Materials provided
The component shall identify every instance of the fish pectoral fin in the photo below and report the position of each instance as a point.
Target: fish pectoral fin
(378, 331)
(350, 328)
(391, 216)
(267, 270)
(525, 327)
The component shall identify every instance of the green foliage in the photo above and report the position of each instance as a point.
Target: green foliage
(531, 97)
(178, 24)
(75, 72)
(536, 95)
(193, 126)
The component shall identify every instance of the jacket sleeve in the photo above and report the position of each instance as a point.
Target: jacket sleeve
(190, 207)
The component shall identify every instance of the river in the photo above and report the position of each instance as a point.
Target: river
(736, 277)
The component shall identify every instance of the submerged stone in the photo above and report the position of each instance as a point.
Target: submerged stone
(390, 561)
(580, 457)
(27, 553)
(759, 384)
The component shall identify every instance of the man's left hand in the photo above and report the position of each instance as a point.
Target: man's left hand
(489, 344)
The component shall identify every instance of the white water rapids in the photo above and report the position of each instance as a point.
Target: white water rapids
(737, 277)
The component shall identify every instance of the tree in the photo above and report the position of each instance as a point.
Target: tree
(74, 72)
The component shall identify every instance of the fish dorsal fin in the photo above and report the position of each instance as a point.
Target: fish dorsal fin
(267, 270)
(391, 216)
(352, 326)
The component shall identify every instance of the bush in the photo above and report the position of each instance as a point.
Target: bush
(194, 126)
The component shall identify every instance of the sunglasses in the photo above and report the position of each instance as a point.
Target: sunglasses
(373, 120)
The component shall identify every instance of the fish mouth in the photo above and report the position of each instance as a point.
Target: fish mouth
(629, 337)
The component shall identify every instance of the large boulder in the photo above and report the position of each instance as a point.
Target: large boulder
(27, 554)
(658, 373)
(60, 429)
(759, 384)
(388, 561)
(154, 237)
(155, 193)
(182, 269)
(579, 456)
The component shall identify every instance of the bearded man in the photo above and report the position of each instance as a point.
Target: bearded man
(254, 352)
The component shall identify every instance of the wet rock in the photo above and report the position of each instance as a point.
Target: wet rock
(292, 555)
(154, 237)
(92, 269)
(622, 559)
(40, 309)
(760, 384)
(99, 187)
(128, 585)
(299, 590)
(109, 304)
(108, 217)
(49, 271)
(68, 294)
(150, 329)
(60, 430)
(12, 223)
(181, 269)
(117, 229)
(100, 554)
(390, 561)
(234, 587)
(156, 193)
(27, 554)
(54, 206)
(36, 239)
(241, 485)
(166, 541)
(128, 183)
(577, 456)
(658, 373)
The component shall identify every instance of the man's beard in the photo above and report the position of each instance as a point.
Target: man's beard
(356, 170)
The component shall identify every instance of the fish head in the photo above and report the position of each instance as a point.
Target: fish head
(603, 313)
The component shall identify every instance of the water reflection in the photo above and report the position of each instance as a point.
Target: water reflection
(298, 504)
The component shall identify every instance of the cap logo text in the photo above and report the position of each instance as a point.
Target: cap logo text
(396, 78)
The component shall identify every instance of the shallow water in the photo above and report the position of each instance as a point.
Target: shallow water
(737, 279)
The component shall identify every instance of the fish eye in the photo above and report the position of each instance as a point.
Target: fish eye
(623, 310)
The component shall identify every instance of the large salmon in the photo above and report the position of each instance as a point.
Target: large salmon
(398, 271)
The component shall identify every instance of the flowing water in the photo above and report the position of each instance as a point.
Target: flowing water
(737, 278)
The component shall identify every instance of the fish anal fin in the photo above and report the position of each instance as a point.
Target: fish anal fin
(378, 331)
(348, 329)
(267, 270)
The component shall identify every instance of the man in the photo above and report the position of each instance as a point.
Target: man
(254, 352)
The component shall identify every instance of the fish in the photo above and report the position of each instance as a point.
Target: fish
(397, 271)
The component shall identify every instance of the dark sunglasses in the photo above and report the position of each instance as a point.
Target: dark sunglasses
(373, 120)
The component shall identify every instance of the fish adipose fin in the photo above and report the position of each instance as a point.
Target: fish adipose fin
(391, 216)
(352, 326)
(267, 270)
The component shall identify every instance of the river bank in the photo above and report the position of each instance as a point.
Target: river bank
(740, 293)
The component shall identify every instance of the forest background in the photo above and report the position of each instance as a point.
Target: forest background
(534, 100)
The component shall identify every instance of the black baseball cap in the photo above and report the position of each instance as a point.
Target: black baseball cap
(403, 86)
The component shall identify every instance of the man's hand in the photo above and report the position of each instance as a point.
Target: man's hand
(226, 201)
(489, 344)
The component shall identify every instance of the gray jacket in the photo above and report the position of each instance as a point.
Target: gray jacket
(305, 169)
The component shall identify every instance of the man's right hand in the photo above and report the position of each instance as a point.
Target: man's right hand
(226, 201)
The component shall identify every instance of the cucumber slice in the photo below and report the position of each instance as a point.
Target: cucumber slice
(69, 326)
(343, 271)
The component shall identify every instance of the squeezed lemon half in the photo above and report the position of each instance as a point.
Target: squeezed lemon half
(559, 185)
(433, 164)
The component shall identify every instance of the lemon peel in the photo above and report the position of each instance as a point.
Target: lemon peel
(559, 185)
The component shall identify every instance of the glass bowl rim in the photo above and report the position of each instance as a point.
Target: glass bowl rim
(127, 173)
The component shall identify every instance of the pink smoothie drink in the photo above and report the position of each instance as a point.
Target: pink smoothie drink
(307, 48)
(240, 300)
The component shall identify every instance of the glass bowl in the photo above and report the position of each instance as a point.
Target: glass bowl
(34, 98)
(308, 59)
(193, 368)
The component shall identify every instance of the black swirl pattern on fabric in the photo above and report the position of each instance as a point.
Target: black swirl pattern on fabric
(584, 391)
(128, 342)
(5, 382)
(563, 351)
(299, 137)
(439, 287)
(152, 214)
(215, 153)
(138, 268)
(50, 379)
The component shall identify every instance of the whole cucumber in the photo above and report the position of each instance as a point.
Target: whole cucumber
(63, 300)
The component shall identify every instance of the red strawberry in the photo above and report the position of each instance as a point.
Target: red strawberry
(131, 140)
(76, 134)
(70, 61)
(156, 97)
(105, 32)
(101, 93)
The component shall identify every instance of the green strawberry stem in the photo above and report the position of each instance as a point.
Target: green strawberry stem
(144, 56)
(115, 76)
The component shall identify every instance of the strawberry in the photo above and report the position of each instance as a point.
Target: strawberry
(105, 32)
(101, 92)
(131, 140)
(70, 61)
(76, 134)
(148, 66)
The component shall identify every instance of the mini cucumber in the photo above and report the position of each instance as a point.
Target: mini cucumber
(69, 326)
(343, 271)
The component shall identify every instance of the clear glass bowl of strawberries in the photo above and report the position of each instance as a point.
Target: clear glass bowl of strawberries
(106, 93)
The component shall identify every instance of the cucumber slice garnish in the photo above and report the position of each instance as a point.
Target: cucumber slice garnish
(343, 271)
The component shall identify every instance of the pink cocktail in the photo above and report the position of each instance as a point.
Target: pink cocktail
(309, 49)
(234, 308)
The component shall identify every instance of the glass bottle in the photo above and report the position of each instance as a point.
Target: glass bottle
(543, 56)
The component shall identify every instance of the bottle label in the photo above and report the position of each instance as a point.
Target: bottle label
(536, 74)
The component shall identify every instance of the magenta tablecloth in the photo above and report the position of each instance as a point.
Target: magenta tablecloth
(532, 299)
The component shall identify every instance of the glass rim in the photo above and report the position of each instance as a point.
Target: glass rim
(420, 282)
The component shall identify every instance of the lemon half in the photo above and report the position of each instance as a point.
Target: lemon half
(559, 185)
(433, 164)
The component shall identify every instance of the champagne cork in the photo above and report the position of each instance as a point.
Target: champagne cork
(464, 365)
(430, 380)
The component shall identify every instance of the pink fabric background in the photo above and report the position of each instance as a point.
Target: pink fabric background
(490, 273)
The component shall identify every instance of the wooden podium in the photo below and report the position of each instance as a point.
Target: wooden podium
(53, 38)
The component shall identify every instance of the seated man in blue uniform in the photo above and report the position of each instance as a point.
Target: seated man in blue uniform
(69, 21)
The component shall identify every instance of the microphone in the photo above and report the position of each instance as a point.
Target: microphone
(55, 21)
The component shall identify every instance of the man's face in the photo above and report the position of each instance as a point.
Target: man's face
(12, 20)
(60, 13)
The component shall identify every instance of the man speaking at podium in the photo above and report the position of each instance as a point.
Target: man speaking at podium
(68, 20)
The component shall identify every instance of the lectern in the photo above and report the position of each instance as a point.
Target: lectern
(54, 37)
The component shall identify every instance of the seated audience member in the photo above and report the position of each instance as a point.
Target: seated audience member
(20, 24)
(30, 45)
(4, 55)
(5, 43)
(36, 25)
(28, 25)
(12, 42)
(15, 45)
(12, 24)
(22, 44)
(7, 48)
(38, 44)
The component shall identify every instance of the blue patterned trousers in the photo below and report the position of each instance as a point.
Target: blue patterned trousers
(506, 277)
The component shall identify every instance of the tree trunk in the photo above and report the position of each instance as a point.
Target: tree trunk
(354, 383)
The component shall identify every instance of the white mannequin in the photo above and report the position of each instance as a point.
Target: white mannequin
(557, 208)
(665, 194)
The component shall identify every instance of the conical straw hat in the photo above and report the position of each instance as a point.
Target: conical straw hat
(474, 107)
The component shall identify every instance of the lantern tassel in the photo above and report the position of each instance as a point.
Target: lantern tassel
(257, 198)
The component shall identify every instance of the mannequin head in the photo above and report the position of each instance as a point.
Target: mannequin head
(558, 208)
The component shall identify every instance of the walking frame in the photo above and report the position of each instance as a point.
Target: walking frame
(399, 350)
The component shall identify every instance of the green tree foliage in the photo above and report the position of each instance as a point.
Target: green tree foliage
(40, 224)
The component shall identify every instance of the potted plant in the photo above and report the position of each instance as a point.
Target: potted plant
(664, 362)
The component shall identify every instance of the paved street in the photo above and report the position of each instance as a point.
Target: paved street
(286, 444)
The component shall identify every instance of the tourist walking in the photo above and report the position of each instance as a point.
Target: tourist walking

Problem to work on
Reproduce exactly the line that holds "The component shall identify every instance of the conical", then every line after it, ending with the final line of the records above.

Problem solution
The component shall identify every instance of the conical straw hat in the photo above and report the position of each instance as a point.
Target: conical straw hat
(474, 107)
The component shall identify every instance of the lantern tassel in the photo above and report the position of each instance as a point.
Target: lantern tassel
(257, 198)
The component shall identify every instance of the mannequin head in the photo above and report the position of each instance as a point.
Target: mannequin head
(558, 208)
The component shall identify every instance of the walking frame in the photo above and report the position of each instance as a point.
Target: walking frame
(399, 350)
The component shall identify every instance of the green tree foliage in the photo above and report the position of each instance as a point.
Target: green tree foliage
(40, 224)
The component shall identify every instance of the potted plant in the photo above and report the position of each instance as a point.
Target: potted plant
(664, 362)
The component shall identify every instance of the paved street in the photo above and report the position of each instance as a point.
Target: paved street
(286, 444)
The component shall identify every instance of the tourist walking in the photo above and report the position of each instance as a point.
Target: tourist walking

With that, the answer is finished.